Start of Entries supplied
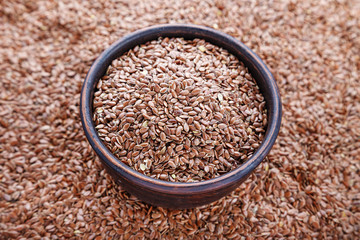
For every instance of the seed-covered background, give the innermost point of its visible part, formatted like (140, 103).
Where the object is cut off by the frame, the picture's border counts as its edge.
(52, 184)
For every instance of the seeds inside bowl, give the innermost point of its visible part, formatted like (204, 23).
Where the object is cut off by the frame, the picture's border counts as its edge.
(180, 110)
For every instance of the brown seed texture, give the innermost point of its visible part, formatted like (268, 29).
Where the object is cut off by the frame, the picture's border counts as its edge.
(52, 186)
(194, 104)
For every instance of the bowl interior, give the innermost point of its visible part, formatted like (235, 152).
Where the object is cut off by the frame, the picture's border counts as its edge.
(257, 68)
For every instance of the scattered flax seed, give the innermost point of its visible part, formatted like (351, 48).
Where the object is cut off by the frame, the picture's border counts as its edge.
(52, 184)
(188, 126)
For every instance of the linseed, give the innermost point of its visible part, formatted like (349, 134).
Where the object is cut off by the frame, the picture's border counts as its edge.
(195, 104)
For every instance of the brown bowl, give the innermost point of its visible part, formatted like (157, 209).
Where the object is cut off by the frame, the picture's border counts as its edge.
(170, 194)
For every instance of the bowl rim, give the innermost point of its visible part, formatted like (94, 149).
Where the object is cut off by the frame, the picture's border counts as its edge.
(97, 70)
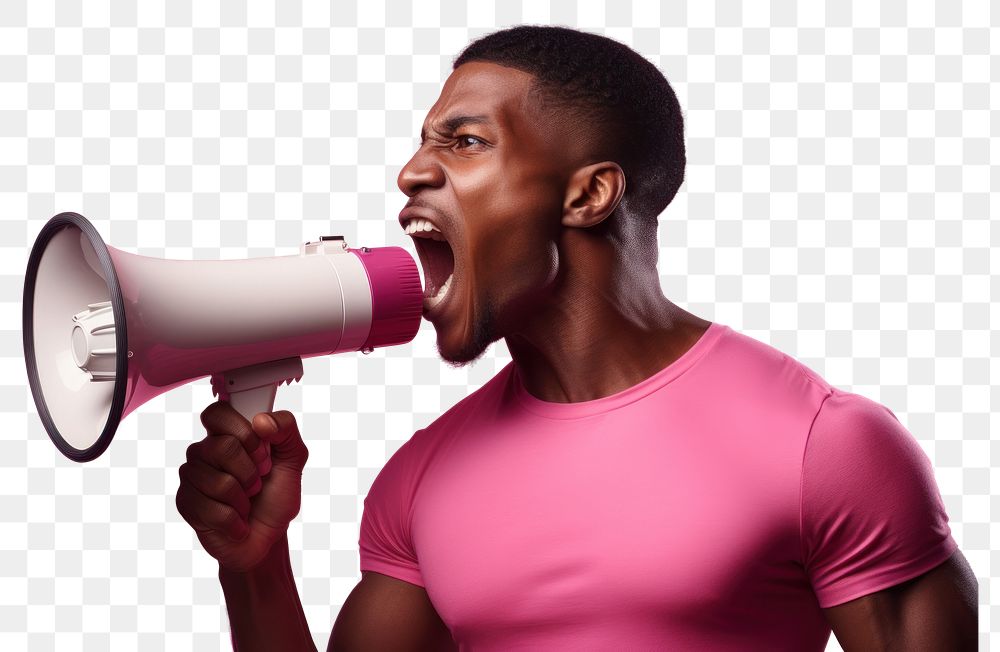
End of Entries supplied
• [Task brief] Exclude the pictures, then write out every record exactly as it stands.

• [Answer]
For every instance of the seed-covered background, give the innermost point of its visible part, formatted like (140, 103).
Where the object is cut off by the frame, the picture's border counts as its edge.
(52, 184)
For every instance of the seeds inside bowl, give the innermost point of its visible part, formatted like (204, 23).
Where the object is cut off by the frame, the picture's border counts as its edge.
(180, 110)
For every instance of the brown seed texture, give the innermost point of its visible part, formatted like (268, 29).
Where the object is cut off by the frame, the picture's border counts as its edge.
(52, 186)
(194, 104)
For every instance of the bowl interior, give the innermost point of its visible part, formatted like (235, 152).
Where the object is cut off by the frame, the picture's border counts as its edge.
(257, 68)
For every instance of the scattered flax seed, give the innermost point of its visible part, formatted like (351, 48).
Where the object is cut off by the frame, the picture's border counts as its edge.
(52, 184)
(188, 126)
For every instance of the linseed, give the innermost point of its visible part, formatted like (349, 134).
Where the object is cut off by the frame, the picture's border counts as its edge.
(195, 104)
For every instance of the brown bowl, give the innermost point of its visible part, formatted like (157, 209).
Where the object is cut off by the frame, the picture's border counts as its edge.
(170, 194)
For every instance of the bowl rim, give the innermost point of its visible part, formatted like (94, 149).
Where the object is cut off by the frame, the picture's border counts as its edge.
(97, 70)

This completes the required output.